> Task to carry out
Copy everything in the data below exactly except the pictures.

Records contained in a dataset
---*---
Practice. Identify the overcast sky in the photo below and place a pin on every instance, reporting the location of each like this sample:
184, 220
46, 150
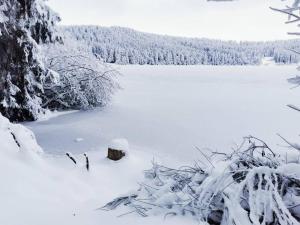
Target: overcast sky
242, 20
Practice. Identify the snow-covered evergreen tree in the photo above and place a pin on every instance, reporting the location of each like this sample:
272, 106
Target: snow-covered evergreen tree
23, 25
126, 46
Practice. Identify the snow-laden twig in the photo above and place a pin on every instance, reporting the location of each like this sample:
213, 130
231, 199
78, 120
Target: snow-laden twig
248, 186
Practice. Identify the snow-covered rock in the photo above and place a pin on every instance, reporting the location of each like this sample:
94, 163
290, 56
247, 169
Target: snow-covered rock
120, 144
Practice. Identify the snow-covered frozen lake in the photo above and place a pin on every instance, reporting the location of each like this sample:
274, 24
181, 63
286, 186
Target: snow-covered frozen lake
168, 110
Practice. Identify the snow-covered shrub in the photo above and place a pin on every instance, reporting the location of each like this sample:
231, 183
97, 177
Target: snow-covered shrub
23, 25
77, 79
253, 185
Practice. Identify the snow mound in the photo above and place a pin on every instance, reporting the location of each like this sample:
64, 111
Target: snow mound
119, 144
15, 138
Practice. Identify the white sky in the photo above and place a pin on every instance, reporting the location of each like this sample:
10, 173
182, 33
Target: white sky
242, 20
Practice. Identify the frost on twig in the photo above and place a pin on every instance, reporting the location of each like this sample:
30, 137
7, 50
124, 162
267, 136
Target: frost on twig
251, 185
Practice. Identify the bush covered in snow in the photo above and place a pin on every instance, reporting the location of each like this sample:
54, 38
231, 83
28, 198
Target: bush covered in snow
253, 185
77, 79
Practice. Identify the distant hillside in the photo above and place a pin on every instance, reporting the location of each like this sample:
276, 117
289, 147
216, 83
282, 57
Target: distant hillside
127, 46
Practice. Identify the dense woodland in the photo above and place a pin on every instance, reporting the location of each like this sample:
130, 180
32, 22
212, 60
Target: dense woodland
127, 46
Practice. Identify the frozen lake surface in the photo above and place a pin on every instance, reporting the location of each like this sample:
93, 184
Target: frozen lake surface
168, 110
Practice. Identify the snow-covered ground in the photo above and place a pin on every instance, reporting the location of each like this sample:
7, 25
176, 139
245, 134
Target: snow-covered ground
164, 112
168, 110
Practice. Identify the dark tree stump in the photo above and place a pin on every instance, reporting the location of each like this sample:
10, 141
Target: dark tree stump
114, 154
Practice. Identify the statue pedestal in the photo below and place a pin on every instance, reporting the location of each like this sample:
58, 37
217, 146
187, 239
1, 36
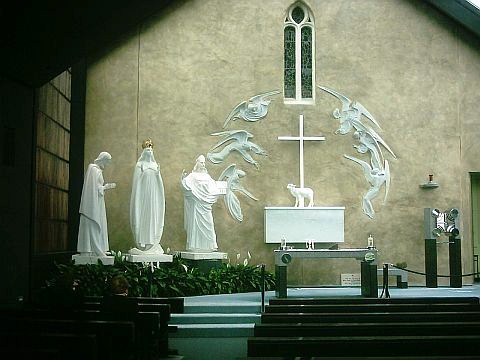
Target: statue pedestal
---*---
> Finished exercise
Practice. Identify the overcast sky in the photo below and place a pin on every instance, reporting the location of each like this sample:
184, 220
46, 150
Target: overcast sky
242, 20
Practice. Identify the snow-covered evergreen tree in the photo above and place a pin on every instance, reporting the location of each like this sample:
272, 106
Target: snow-covered evergreen tree
23, 25
126, 46
Practice. Identify the snow-laden twig in the photo above and place a pin on every instance, reporting the location of each like this sample:
213, 130
231, 199
78, 120
Target: snow-laden twig
248, 186
Practice. Identify the snow-covered rock in the photo above and place a pin on every instance, reporting the location of each like this sample:
94, 163
290, 56
247, 169
Target: snow-covered rock
120, 144
Practice. Identify the snow-covered frozen lake in the photo above and place a pin on every instance, reporting the location of each like this sample:
274, 24
181, 63
286, 186
Target: snow-covered frozen lake
168, 110
Practice. Identify the snow-covered shrub in the photo above and place a pin on every instance, reporting the location of each like this sample:
231, 183
97, 177
Target: snow-covered shrub
23, 25
77, 79
253, 185
Practice. Identify the snow mound in the photo above and place a pin on every instance, reporting the location of each like this sample:
64, 111
Target: snow mound
119, 144
15, 138
Practice. Identify the white sky in the photo above and place a pin on every instance, reporting the location of each like this sample:
10, 173
182, 33
Target: white sky
242, 20
Practice. Identify the frost on twig in the photo above and place a pin on every instance, reporting the location of each like this sample:
30, 137
7, 50
124, 162
267, 136
Target: frost on twig
251, 185
Practice. Identify the bush covered in snow in the photo above and place a pin on every instance, reporting the location of each like this sample:
54, 38
231, 83
28, 198
Target: bush covered in snow
253, 185
77, 79
Practice. Identify the distant hillside in the photo above and place a pin on every instance, reporting the location of each like this sample:
276, 117
289, 147
216, 83
282, 57
Target: distant hillside
127, 46
Practice. Identify the dense woodland in the photo above and place a pin on every instance, reporting the location of each like this sample:
130, 180
32, 22
212, 60
Target: dense woodland
127, 46
Practice. Identify the frozen lake surface in the photo above and place a pin on every instance, reporting the location of each like this sample:
93, 184
Target: frozen lake surface
168, 110
Practice. Identify the snow-covered ground in the photo above and place a pin on every instance, reporting the location of each like this sample:
7, 25
176, 139
245, 134
Target: snow-covered ground
164, 112
168, 110
Practice. Identify the dark tree stump in the photo above and place a pin on every instance, reporting the location of each like this sample:
10, 141
Target: dark tree stump
114, 154
Practice. Identify the statue pedestal in the photo below and place a pin on every instance, reporting the location of each like this sample:
58, 37
217, 146
187, 239
1, 36
Target: statue pedestal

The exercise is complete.